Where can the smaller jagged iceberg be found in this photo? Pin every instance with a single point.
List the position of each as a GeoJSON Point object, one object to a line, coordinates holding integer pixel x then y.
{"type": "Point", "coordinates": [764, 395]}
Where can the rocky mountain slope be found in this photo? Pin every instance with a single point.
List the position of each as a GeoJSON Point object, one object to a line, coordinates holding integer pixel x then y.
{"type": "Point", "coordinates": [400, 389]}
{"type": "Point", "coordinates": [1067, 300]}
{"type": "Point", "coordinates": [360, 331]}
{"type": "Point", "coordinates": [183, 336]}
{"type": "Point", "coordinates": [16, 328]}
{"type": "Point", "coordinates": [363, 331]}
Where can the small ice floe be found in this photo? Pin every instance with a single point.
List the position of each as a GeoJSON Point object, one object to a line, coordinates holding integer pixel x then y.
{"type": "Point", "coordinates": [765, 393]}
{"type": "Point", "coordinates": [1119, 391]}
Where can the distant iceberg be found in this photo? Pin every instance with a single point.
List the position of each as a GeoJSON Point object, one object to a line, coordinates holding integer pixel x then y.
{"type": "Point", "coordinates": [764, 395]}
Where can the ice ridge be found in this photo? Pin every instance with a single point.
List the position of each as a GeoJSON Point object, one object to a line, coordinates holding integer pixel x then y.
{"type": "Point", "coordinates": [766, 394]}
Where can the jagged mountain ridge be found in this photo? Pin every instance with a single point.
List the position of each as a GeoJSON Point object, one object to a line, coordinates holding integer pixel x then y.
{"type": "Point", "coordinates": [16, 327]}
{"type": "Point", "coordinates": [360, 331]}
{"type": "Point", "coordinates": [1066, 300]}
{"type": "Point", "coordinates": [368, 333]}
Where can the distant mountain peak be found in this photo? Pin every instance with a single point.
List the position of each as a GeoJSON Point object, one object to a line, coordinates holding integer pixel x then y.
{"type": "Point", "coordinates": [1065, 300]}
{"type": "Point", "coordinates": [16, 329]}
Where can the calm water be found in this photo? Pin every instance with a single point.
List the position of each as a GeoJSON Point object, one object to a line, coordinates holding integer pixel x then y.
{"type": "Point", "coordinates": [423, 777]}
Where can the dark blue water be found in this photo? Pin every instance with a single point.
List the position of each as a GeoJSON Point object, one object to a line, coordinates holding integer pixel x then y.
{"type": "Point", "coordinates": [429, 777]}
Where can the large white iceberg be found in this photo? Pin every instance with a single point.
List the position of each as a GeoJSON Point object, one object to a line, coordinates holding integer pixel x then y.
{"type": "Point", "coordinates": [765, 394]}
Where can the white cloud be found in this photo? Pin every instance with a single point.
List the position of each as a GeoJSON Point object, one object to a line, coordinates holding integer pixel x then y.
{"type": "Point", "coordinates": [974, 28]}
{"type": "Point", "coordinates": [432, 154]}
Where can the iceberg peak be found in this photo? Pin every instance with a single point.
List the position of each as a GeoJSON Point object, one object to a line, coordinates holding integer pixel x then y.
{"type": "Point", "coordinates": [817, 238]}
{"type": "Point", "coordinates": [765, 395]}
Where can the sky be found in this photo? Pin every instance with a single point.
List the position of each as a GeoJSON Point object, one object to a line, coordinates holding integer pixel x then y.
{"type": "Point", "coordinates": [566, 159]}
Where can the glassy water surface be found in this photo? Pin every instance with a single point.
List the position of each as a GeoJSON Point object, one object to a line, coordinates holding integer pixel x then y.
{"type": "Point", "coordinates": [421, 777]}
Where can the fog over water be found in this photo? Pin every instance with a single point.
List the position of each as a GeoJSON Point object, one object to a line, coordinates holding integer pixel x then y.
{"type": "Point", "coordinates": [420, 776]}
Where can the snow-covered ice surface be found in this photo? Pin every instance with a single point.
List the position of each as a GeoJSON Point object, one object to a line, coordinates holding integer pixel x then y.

◆ Directive:
Copy out the records word for word, from the line containing "Where can the large" through the end of the records, including both of those lines.

◆ Finished exercise:
Where can the large white iceberg be found in this photo? Pin every instance with a single point.
List the position of each as a GeoJSON Point object, one object to a line, coordinates holding integer pixel x then y.
{"type": "Point", "coordinates": [765, 394]}
Where can the white cloud be found in this photo? Pin every instance with a single point.
List the position of each as a GeoJSON Point object, one object to a line, coordinates holding integer pixel x then y.
{"type": "Point", "coordinates": [974, 28]}
{"type": "Point", "coordinates": [432, 154]}
Where can the iceberg peak be found in this photo? Pin every instance with a single point.
List the position of each as a GeoJSON Point object, one object to a line, coordinates holding integer pixel x then y.
{"type": "Point", "coordinates": [817, 238]}
{"type": "Point", "coordinates": [765, 395]}
Where can the sky be found in this photo? Pin every instance with a single point.
List the position of each as a GeoJSON Point object, one object to a line, coordinates holding integer pixel x then y.
{"type": "Point", "coordinates": [566, 159]}
Where can the glassy water surface be found in this photo? Pin every instance with a single point.
List the position of each as a GeoJSON Point object, one object to a line, coordinates holding integer pixel x then y.
{"type": "Point", "coordinates": [421, 777]}
Where can the fog over water be found in this photo? Pin every instance with a single point.
List the position of each as a GeoJSON Point object, one object to a line, coordinates holding integer pixel x then y.
{"type": "Point", "coordinates": [420, 776]}
Where can the snow-covered ice surface be found in this photo? Pin every instance with a single point.
List the position of each as a GeoJSON Point object, one object to a line, coordinates holding integer pixel x then y.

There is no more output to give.